» Вопросы по материалу:
1/ Определите, согласуются ли с фрагментом о Мустае Кариме и Александре Твардовском утверждения (a), (b) и (c). Для каждого дайте ответ «да» или «нет» и приведите решающие слова фрагмента в точной цитате.
(a) Мустай Карим общался с Твардовским более двадцати лет.
(b) Атмосферу, созданную Твардовским, Мустай Карим называл давящей.
(c) Слова о плодах дружбы во фрагменте уверенно приписываются Пифагору.
2/ Сколько десятилетий, по словам самого Мустая Карима во фрагменте о Мустае Кариме и Александре Твардовском, он живёт в атмосфере творчества Твардовского?
3/ Напишите продолжение фрагмента о Мустае Кариме и Александре Твардовском, начав сразу после его последнего предложения.

» Приведённый фрагмент:

• • • • • • •

Кажется, Пифагору принадлежат слова: «Плоды земли вырастают один раз в год, а плоды дружбы – во всякое время». Обильные плоды дружбы между М. Каримом и А. Твардовским вырастали во все годы их общения.
Говоря об Александре Трифоновиче, Мустай Карим всегда боялся выспренности, приблизительных слов, понятий и оценок, так как «приблизительность – даже самая красивая – им отвергалась начисто».
Об огромном влиянии Твардовского на Мустая Карима красноречиво сказал сам башкирский поэт:
«Около четырех десятилетий я просто (может, не так уж просто) живу в атмосфере его творчества и более двадцати лет жил в атмосфере его личности, общаясь с ним в тех ситуациях и обстоятельствах, в которых сводили нас естественный ход жизни, наши литературные заботы, общественные обязанности. Что же имею я в виду, говоря об атмосфере Твардовского? Это прежде всего его кредо:
А в творческом и житейском плане эту атмосферу я назвал бы состоянием внутренней напряженности, исключающей всякую расхлябанность, но не давящей тебя… Его присутствие само по себе исключало ложь и лесть, безликость и позу, суесловие и энтузиазм на потребу. Слово для него имело только вложенный в него смысл, и ничего иного».

• • • • • • •

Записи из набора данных

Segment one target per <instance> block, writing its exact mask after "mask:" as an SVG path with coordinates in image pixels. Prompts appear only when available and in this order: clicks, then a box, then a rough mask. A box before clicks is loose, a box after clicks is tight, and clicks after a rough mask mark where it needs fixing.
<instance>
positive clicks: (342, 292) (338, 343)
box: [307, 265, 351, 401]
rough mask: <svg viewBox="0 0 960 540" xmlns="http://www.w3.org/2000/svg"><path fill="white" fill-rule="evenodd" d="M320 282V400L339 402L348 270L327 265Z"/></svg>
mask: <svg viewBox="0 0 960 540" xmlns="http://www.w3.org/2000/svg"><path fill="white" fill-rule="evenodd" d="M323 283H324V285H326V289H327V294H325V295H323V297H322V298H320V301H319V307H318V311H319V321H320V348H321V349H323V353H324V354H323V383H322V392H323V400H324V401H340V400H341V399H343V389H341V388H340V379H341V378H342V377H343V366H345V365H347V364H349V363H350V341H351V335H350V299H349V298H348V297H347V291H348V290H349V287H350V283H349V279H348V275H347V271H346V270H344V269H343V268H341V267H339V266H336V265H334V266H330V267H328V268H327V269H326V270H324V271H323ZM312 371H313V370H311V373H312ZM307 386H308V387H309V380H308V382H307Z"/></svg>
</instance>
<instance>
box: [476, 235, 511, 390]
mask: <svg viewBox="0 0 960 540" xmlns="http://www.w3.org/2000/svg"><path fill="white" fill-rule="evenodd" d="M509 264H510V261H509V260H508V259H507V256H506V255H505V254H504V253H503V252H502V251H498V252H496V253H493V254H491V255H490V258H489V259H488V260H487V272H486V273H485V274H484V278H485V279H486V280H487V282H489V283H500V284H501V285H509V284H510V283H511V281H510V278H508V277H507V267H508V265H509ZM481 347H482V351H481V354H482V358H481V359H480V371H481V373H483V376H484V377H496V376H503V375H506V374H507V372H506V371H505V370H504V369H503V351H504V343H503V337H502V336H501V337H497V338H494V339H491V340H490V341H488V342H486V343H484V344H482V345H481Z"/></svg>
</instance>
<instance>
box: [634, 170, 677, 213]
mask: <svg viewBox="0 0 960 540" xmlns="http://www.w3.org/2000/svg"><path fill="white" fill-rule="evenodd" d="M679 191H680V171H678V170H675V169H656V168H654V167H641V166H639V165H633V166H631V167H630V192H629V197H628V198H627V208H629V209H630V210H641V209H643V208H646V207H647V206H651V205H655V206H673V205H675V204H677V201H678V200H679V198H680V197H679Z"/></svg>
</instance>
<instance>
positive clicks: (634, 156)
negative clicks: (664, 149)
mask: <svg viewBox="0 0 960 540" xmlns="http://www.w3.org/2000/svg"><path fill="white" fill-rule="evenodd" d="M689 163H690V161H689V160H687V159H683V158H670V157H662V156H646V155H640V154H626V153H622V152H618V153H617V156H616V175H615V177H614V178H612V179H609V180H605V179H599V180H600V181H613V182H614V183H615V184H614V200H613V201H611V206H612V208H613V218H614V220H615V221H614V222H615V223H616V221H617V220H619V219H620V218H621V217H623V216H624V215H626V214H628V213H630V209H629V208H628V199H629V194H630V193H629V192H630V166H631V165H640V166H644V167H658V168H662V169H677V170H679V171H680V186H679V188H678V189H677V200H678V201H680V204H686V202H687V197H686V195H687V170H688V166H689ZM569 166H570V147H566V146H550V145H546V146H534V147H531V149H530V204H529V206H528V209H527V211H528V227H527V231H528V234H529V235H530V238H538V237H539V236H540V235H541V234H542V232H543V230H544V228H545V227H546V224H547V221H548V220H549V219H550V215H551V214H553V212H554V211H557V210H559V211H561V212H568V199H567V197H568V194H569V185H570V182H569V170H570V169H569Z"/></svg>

• • • • • • •

» Ответы по заданиям:
1/
(a) Да: «более двадцати лет жил в атмосфере его личности».
(b) Нет: «исключающей всякую расхлябанность, но не давящей тебя».
(c) Нет: «Кажется, Пифагору принадлежат слова».

2/ Около четырех десятилетий.

3/
А. Твардовского наш поэт, по его собственному признанию: «…знал разным – сосредоточенным и гневным, удрученным и веселым, добродушным и раздраженным. Только один раз видел, как он был грустен. Пожалуй, это была не просто грусть, а особое состояние, когда зачарованная душа парит над куполами и руинами собственного прошлого, оплакивая и благословляя их. В таком состоянии духа пребывал Твардовский в один из октябрьских вечеров 1965 года в Риме в гостинице “Континенталь”».
«Конгресс Европейского сообщества писателей шел к концу. (Кстати, на нем Твардовский выступил с блестящей речью.) Дня за два до нашего отъезда нам таинственно-торжественно сообщили: “Советскую делегацию будет принимать наш посол”. К назначенному часу мы принарядились как могли. Прием есть прием - дело официальное. Точно минута в минуту привезли нас в посольство. Делегация была весьма многочисленная. Наверное, человек двадцать, может, и больше. Встречающие работники посольства, обращаясь к каждому из нас, повторяли одни и те же слова: “Вас ждет посол...”, “Вас ждет посол...”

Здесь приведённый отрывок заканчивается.